[Records drawn from a dataset]
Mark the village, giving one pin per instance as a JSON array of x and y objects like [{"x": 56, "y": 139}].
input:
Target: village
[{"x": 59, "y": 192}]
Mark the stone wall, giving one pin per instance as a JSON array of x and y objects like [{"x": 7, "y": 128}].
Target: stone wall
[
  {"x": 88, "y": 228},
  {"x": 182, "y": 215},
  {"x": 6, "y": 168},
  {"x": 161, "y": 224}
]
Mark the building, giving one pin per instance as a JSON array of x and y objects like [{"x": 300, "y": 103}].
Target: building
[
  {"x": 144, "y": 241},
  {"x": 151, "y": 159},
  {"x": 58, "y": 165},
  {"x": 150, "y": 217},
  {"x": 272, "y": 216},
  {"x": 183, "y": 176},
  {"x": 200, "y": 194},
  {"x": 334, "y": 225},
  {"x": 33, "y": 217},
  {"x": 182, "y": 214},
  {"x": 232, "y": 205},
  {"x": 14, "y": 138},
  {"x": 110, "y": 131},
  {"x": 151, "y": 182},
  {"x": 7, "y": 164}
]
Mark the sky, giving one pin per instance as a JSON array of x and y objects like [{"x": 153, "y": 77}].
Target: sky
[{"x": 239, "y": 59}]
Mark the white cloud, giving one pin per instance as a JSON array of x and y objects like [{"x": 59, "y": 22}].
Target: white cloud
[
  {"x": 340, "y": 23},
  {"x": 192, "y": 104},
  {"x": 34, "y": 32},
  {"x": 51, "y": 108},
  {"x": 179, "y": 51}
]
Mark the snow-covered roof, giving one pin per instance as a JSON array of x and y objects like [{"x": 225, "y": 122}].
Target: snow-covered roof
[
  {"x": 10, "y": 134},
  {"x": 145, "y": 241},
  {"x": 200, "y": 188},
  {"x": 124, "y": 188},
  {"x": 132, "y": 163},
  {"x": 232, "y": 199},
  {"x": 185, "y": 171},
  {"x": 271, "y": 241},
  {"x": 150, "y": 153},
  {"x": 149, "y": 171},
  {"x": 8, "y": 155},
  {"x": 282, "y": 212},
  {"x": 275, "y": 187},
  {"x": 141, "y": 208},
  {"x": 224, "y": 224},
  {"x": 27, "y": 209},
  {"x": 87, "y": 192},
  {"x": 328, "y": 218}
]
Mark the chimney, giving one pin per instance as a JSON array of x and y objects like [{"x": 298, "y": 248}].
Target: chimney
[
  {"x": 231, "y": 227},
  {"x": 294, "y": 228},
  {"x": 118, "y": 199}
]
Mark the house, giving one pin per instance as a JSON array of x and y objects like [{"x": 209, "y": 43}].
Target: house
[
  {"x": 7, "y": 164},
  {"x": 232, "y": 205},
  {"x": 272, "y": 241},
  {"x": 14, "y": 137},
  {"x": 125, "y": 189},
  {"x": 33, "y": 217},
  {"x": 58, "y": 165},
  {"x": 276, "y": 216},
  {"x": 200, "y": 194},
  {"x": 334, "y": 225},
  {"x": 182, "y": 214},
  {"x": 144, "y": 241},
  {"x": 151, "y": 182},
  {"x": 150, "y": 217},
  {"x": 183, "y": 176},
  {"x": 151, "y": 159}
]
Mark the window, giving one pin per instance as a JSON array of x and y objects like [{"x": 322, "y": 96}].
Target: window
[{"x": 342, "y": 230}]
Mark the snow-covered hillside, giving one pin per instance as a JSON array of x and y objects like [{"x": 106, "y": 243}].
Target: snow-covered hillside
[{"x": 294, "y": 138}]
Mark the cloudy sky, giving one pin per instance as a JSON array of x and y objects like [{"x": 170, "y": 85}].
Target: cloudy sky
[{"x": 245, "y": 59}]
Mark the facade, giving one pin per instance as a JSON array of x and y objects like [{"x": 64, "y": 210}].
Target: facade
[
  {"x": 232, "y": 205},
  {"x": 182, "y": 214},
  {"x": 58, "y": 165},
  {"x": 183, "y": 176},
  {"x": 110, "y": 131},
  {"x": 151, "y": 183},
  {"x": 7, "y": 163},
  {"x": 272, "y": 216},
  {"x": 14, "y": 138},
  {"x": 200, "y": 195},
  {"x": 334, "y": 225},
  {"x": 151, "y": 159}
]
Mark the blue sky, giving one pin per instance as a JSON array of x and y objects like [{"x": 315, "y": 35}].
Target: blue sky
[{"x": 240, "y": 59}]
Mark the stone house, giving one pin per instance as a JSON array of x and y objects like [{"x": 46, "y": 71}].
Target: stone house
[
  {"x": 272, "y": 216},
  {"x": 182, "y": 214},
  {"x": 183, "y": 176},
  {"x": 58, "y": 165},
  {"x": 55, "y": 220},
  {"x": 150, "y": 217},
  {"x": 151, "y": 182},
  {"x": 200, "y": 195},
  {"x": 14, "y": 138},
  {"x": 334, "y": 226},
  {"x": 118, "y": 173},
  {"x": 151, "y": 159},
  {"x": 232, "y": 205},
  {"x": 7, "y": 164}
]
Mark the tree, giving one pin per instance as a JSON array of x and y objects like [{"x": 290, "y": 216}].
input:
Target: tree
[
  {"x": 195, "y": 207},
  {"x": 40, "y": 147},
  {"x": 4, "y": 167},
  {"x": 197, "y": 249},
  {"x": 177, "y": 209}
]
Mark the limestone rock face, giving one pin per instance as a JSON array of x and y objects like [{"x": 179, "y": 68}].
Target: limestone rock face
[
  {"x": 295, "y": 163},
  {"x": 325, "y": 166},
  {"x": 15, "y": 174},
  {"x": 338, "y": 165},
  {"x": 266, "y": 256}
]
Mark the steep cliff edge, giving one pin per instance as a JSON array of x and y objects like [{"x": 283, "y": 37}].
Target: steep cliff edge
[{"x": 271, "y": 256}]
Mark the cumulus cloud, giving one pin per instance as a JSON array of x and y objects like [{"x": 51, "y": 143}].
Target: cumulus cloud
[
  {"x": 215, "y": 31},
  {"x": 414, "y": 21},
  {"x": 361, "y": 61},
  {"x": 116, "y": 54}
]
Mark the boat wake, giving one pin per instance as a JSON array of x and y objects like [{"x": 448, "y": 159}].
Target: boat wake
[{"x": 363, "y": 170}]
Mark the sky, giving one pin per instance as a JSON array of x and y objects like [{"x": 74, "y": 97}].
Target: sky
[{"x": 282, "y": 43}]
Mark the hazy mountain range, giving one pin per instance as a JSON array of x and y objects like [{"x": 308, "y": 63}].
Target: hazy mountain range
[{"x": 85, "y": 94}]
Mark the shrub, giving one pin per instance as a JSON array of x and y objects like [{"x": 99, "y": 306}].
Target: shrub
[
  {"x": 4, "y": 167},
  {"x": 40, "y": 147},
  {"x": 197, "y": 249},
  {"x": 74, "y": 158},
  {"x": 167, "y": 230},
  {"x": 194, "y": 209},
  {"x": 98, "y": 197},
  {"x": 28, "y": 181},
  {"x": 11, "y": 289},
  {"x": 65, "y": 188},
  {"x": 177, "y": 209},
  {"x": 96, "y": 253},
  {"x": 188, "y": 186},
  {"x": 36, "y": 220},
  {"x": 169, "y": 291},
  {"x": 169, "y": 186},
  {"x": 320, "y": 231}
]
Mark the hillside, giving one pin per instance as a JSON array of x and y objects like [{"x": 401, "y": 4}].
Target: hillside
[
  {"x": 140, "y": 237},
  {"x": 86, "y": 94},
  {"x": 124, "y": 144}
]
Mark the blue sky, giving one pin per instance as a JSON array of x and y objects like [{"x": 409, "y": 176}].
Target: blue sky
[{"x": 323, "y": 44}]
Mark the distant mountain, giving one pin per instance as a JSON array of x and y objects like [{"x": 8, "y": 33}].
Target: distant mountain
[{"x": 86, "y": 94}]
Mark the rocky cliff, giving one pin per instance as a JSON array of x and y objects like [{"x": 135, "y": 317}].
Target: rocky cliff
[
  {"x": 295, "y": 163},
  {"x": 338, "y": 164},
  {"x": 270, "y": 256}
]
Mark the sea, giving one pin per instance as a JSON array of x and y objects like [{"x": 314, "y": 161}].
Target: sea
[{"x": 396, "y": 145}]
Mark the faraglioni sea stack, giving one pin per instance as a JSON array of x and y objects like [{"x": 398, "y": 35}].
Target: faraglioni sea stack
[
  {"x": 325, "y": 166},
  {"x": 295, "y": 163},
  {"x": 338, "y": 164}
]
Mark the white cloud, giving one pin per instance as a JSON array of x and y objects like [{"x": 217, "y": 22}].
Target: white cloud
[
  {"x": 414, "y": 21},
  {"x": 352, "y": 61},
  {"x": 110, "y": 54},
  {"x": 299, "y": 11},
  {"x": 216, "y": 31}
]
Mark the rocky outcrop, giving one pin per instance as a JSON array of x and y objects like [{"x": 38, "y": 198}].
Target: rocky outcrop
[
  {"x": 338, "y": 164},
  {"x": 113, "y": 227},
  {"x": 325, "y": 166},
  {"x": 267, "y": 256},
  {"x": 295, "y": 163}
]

◆ Task objective: The answer is a portion of the data. Write out exactly the line with "Mark the distant" and all lines after it.

◆ Solved problem:
Mark the distant mountain, giving one pin per instance as a JSON array of x and y objects like [{"x": 8, "y": 33}].
Target: distant mountain
[{"x": 86, "y": 94}]
Mark the rocky cliff, giving one pin per instance as a JSON array of x and y objects like [{"x": 135, "y": 317}].
Target: rocky cliff
[
  {"x": 295, "y": 163},
  {"x": 338, "y": 164},
  {"x": 270, "y": 256}
]
Mark the sea, giving one pin per instance as a JSON array of x and y objects like [{"x": 314, "y": 161}].
Target: sea
[{"x": 396, "y": 145}]
Mark the faraglioni sea stack, giving one pin per instance as a JSON array of x and y objects like [{"x": 398, "y": 35}].
Target: faraglioni sea stack
[
  {"x": 325, "y": 166},
  {"x": 295, "y": 163},
  {"x": 338, "y": 164}
]
Mark the white cloud, giving one pin per instance as a JSON array of x and y objects like [{"x": 217, "y": 22}].
Target: white cloud
[
  {"x": 414, "y": 21},
  {"x": 352, "y": 61},
  {"x": 110, "y": 54},
  {"x": 299, "y": 11},
  {"x": 216, "y": 31}
]
Mark the rocky outcrop, giving one pin per instance as a JSON array of x and y objects like [{"x": 38, "y": 198}].
Target: rocky outcrop
[
  {"x": 338, "y": 164},
  {"x": 113, "y": 227},
  {"x": 325, "y": 166},
  {"x": 267, "y": 256},
  {"x": 295, "y": 163}
]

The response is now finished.